Lines from the one containing "Each instance receives one keypoint. Annotate the white painted" through the last line of the data are to be repeated word for word, both ends included.

## Start Task inputs

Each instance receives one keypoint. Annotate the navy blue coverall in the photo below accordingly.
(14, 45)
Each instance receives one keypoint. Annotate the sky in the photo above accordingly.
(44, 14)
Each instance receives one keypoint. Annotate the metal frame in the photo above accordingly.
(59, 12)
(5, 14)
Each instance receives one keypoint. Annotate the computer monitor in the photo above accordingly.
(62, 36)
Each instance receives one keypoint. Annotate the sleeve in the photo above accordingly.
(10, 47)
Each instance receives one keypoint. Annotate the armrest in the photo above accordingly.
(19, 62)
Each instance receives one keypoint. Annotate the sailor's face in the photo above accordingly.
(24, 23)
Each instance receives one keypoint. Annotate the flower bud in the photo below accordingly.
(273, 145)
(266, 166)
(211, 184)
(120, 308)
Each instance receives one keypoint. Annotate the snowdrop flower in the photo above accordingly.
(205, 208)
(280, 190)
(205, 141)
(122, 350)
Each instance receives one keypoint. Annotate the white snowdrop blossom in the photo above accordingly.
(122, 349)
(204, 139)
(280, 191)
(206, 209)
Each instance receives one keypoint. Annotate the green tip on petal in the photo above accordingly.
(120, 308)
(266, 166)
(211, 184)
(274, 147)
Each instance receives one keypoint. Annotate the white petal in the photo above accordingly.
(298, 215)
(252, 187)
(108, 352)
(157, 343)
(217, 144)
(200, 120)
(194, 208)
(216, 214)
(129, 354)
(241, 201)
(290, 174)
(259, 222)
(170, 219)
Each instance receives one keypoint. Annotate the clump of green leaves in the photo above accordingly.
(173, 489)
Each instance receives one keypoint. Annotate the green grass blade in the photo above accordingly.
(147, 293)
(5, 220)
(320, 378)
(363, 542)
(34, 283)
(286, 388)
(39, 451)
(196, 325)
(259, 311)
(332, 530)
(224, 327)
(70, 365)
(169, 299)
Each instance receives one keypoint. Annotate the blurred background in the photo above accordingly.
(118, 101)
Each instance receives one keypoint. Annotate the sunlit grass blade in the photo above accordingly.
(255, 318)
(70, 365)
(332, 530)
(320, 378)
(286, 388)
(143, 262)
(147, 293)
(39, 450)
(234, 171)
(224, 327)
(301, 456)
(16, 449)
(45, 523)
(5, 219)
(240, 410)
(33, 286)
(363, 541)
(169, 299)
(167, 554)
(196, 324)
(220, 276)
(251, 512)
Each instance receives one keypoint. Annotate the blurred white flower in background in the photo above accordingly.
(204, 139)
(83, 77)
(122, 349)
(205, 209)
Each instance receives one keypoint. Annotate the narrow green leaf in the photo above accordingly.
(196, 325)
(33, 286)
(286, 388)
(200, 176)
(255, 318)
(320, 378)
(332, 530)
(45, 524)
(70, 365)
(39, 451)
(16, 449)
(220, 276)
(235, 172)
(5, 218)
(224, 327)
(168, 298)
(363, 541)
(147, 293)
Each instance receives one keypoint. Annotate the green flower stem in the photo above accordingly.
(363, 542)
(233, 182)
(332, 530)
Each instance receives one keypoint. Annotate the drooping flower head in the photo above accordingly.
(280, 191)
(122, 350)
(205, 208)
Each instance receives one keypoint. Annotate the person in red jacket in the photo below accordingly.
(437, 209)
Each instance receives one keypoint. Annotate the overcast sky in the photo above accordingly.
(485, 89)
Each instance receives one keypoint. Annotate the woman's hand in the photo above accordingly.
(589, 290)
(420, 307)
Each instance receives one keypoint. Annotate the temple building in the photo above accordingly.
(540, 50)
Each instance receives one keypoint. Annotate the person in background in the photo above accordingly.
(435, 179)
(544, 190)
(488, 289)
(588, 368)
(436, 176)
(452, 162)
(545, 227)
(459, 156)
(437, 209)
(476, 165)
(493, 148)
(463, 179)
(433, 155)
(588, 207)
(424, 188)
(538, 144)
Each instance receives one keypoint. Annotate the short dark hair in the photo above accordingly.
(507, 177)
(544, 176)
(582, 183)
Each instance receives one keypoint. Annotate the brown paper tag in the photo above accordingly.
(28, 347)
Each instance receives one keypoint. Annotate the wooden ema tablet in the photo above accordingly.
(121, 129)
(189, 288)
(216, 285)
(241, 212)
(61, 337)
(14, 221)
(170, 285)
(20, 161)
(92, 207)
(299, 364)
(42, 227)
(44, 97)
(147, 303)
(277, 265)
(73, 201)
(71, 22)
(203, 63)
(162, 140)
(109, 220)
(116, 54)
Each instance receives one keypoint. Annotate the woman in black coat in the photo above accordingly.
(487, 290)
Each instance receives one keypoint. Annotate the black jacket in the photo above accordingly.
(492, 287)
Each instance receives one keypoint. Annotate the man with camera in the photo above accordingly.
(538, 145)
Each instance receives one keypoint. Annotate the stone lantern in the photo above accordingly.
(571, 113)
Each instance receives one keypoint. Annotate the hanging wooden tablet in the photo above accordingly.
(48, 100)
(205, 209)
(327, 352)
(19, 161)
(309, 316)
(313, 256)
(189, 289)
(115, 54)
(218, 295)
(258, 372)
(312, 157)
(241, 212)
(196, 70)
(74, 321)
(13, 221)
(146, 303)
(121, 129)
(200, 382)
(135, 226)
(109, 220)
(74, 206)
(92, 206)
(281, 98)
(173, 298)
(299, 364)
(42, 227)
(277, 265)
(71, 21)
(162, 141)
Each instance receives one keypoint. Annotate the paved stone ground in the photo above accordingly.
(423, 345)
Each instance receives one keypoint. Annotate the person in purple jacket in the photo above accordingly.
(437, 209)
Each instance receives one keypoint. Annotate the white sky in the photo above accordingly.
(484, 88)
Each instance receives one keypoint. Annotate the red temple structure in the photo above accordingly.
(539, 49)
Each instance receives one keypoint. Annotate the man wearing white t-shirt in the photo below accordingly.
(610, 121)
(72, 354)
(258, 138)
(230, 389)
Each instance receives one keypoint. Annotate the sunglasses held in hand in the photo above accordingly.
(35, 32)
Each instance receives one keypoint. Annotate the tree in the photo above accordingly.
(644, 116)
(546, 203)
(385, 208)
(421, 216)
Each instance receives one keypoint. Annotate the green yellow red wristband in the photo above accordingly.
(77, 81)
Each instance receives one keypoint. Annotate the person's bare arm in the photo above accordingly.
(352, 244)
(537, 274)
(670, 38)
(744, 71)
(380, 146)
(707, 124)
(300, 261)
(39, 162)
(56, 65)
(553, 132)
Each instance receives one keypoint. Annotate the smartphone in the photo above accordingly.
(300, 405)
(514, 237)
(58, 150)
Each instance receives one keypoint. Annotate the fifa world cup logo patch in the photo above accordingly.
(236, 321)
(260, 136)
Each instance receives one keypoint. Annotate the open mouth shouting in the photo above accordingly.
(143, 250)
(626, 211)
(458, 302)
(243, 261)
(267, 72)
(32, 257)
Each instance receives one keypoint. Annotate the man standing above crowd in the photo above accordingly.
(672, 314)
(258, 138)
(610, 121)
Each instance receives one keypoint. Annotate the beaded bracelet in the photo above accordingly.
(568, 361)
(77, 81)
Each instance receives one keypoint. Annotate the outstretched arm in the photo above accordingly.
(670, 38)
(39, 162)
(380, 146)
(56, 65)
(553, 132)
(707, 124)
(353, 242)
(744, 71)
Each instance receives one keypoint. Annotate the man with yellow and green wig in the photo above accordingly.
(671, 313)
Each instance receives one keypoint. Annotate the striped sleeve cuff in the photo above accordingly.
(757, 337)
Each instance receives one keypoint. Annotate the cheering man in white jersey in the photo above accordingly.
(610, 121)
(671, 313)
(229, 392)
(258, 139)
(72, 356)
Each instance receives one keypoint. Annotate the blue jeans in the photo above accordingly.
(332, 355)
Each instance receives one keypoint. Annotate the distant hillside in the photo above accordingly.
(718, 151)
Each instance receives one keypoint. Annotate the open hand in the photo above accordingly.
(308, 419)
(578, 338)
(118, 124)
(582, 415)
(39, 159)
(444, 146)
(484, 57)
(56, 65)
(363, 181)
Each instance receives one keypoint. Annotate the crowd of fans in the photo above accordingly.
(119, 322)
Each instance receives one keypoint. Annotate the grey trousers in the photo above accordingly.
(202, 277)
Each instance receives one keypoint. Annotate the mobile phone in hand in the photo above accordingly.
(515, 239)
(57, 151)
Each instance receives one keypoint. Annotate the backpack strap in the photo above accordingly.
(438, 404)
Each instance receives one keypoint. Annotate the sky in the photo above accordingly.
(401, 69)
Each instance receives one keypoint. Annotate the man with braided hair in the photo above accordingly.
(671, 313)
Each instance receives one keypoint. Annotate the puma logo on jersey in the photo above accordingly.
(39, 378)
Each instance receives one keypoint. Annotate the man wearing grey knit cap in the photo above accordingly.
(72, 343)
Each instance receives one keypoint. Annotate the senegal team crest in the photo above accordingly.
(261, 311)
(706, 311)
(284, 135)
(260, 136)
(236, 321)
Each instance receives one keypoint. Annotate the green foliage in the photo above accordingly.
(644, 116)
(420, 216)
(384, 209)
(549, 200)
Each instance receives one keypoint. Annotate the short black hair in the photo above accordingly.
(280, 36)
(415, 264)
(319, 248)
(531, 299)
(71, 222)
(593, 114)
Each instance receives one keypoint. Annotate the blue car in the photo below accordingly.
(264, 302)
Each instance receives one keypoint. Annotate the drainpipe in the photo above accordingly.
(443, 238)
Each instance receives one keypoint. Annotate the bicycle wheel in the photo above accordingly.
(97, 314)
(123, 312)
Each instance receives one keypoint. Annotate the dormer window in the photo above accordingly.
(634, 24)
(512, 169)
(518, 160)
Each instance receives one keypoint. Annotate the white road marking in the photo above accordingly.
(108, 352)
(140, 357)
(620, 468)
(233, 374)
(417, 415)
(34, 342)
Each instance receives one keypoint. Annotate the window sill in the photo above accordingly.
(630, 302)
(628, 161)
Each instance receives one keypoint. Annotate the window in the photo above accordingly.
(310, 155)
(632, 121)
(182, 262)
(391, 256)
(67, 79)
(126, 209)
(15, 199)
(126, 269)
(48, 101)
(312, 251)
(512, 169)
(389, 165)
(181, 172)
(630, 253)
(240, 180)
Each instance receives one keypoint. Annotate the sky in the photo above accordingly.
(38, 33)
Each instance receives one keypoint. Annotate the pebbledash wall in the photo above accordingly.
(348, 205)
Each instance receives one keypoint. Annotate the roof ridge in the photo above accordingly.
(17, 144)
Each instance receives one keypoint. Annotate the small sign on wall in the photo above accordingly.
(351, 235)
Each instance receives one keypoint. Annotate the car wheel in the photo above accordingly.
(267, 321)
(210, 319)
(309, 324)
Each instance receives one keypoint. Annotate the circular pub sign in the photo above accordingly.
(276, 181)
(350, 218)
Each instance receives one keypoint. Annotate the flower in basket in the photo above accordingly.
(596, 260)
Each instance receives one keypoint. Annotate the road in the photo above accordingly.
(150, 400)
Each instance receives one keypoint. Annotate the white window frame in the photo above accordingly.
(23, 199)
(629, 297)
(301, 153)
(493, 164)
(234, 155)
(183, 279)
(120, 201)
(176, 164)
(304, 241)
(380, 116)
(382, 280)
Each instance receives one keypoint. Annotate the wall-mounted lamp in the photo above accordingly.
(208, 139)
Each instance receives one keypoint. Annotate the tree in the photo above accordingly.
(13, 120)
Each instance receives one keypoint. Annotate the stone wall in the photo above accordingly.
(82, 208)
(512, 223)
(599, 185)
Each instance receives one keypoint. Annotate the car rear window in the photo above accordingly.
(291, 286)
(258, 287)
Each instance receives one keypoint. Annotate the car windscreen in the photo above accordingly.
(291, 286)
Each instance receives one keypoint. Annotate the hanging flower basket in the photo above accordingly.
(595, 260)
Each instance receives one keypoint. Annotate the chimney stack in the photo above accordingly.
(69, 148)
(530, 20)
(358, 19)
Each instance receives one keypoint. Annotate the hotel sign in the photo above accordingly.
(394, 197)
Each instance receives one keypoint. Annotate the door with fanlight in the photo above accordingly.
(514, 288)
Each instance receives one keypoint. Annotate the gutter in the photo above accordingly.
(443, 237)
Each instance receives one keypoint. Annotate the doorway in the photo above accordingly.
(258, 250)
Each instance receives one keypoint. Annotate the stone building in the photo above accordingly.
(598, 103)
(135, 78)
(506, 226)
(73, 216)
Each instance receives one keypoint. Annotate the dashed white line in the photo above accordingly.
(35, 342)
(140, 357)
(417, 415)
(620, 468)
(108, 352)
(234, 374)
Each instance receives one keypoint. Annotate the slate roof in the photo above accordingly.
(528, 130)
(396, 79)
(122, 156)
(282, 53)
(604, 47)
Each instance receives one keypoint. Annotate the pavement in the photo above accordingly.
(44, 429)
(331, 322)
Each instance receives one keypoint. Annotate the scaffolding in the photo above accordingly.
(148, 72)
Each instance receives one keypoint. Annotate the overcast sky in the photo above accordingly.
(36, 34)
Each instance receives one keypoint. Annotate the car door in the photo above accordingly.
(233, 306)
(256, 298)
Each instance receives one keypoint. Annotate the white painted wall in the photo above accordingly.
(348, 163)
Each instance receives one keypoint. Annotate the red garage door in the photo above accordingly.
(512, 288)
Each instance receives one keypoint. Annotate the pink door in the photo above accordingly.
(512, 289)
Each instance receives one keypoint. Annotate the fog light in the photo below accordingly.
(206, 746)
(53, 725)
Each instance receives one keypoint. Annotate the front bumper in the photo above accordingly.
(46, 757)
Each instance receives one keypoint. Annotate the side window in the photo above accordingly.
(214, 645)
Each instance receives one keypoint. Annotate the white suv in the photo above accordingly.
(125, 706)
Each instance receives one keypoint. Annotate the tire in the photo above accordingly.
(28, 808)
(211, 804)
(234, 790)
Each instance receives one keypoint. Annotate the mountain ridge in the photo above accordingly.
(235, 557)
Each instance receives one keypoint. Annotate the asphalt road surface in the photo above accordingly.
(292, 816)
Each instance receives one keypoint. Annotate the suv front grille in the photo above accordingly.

## End Task inputs

**The solution**
Each instance receives one keypoint. Annotate the white painted wall in the photo above accordingly.
(348, 163)
Each instance receives one keypoint. Annotate the red garage door in the photo above accordingly.
(512, 288)
Each instance receives one keypoint. Annotate the pink door in the photo above accordingly.
(512, 289)
Each instance receives one keypoint. Annotate the fog light in the photo below accordingly.
(206, 746)
(53, 725)
Each instance receives one keypoint. Annotate the front bumper in the photo above accordingly.
(46, 757)
Each instance receives one keypoint. Annotate the side window in the photo above accordingly.
(214, 645)
Each instance receives one keypoint. Annotate the white suv in the photo above accordingly.
(125, 706)
Each instance receives one keypoint. Annotate the tire in the photo above accordingly.
(28, 808)
(211, 804)
(234, 790)
Each instance receives one keypoint. Annotate the mountain ridge in the photo above accordingly.
(235, 557)
Each instance receives one keypoint. Annotate the asphalt road surface in the photo above accordingly.
(292, 816)
Each instance receives one keypoint. Annotate the suv front grille in the photo above accordingly.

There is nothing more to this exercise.